Start of Records shown

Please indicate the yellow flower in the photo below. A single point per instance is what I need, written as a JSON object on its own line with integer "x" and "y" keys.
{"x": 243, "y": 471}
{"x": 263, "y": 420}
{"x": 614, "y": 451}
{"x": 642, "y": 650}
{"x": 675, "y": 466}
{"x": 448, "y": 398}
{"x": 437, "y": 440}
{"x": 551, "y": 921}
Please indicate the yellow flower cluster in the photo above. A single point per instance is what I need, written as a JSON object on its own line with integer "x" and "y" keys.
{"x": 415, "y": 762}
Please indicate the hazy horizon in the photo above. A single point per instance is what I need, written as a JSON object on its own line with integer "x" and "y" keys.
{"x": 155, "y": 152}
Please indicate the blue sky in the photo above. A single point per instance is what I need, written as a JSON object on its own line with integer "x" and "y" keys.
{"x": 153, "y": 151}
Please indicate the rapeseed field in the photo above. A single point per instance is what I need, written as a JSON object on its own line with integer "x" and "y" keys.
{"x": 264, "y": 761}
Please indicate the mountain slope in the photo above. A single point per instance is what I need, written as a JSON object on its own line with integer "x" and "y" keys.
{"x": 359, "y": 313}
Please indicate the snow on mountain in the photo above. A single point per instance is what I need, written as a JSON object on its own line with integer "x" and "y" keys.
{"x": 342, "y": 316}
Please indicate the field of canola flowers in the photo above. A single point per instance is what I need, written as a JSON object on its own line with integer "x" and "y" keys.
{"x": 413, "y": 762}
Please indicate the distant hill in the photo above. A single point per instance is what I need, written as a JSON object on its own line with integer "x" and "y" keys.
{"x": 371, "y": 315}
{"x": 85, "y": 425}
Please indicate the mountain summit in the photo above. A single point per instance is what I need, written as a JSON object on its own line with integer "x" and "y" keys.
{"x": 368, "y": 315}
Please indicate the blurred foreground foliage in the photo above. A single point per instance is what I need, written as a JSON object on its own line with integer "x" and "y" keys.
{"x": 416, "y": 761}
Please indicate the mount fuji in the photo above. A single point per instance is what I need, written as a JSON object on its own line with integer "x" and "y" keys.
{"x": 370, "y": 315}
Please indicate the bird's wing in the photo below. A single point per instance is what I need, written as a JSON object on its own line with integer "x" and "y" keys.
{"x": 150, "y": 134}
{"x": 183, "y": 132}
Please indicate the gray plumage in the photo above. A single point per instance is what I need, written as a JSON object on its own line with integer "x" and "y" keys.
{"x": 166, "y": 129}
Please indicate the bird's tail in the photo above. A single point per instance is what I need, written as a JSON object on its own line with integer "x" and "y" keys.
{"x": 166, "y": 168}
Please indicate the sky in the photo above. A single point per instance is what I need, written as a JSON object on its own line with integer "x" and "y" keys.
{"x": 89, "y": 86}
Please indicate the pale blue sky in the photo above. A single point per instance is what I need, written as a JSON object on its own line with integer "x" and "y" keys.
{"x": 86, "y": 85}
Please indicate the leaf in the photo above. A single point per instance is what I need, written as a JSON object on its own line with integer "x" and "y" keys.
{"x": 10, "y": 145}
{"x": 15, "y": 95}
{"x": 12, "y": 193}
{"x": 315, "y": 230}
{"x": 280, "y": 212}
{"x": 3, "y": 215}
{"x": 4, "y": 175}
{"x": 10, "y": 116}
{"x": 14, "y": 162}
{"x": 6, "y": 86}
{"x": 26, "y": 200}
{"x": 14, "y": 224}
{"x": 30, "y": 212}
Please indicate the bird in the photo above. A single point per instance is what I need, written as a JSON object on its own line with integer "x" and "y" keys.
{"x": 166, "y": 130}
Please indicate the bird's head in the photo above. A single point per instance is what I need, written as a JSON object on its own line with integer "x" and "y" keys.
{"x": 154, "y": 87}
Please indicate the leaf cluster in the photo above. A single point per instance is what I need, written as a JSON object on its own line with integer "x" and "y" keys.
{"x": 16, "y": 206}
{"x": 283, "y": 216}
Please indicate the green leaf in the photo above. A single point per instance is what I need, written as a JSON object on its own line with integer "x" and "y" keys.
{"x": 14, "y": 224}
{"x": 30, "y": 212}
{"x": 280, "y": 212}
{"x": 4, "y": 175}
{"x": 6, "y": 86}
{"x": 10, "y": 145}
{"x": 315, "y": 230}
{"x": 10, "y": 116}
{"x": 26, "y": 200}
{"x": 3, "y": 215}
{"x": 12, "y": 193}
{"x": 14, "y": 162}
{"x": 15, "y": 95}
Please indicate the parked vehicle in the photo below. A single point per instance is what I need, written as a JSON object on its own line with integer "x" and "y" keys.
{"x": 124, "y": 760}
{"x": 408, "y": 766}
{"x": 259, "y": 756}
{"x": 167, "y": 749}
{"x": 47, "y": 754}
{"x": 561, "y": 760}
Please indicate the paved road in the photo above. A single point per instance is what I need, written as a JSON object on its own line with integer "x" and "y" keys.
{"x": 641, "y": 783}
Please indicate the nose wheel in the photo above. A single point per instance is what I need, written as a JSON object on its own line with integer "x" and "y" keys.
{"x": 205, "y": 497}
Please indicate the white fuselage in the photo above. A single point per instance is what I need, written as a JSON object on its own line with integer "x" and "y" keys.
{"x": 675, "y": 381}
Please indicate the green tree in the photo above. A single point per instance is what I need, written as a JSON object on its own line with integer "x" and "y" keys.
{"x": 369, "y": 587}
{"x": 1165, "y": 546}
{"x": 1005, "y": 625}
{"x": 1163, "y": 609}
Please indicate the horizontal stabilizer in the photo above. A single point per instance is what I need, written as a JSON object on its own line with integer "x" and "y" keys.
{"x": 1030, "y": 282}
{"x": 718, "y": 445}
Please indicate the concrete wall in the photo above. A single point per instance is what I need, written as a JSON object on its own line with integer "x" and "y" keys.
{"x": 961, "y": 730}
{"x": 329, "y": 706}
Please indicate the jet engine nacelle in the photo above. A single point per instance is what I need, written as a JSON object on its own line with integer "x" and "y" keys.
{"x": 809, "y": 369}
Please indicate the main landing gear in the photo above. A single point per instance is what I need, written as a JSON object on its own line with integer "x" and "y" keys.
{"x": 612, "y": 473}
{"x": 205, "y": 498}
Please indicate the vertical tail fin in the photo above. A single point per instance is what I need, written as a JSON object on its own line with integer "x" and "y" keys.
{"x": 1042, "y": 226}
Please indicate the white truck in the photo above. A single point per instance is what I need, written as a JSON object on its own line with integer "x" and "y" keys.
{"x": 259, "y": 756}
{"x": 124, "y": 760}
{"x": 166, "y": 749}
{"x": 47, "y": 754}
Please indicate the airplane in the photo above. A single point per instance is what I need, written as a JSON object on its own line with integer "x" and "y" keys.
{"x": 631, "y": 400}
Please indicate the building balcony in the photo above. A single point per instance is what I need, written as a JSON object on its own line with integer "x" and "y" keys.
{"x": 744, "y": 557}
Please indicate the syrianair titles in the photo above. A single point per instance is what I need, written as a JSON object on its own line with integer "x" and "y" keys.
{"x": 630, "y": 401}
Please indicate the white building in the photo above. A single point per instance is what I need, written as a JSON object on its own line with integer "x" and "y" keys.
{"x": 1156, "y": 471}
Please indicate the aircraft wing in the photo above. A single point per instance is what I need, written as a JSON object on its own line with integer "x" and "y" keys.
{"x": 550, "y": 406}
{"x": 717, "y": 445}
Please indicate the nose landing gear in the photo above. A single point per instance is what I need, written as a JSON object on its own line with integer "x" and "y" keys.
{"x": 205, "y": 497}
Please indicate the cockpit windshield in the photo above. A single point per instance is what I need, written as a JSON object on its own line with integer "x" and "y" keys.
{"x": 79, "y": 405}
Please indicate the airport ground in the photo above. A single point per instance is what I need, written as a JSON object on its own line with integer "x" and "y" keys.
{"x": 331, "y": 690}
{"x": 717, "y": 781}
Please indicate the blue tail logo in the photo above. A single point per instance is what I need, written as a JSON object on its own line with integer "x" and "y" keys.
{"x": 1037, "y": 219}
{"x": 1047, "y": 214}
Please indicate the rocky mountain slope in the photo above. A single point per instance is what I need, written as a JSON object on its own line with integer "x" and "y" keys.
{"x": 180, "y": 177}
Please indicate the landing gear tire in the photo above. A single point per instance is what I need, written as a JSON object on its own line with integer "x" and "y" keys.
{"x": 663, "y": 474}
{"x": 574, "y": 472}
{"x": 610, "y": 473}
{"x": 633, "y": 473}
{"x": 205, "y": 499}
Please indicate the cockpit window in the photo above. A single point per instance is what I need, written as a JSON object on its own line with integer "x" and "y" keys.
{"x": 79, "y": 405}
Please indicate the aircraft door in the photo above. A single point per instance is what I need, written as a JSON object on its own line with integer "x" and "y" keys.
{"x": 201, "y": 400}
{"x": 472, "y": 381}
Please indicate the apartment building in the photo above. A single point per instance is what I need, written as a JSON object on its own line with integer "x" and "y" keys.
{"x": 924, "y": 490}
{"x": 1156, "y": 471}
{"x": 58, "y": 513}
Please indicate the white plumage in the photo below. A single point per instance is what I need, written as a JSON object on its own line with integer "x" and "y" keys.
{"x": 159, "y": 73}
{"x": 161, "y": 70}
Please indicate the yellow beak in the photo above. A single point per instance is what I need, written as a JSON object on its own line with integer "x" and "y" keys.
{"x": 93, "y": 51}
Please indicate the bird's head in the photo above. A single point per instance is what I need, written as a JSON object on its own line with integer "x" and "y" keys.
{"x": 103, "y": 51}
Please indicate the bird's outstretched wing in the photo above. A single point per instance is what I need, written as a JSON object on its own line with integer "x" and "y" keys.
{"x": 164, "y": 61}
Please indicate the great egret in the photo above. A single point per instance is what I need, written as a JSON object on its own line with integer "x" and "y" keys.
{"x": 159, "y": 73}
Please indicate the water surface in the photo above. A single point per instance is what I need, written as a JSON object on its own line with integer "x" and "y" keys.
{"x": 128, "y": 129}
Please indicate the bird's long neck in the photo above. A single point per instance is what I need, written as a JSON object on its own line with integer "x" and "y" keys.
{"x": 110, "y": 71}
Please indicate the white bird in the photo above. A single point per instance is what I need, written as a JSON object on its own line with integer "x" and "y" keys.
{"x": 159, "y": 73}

End of Records shown

» **Short problem**: Output exactly the lines from the one containing "Please indicate the great" through the last line of the entries, both ends included.

» **Exercise output**:
Please indicate the great egret in the photo above. A single point per instance is what I need, written as a JSON object on its own line with integer "x" and "y" keys.
{"x": 159, "y": 73}
Please indicate the water surface in the photo above. A single point per instance is what I need, written as a JSON object on its own line with integer "x" and "y" keys.
{"x": 128, "y": 129}
Please indicate the bird's long neck in the photo above. A single point per instance is what I need, written as a JSON object on its own line with integer "x" and "y" keys.
{"x": 110, "y": 71}
Please indicate the white bird in the photo above. A single point per instance is what I need, written as a JSON object on its own line with integer "x" and "y" keys.
{"x": 159, "y": 73}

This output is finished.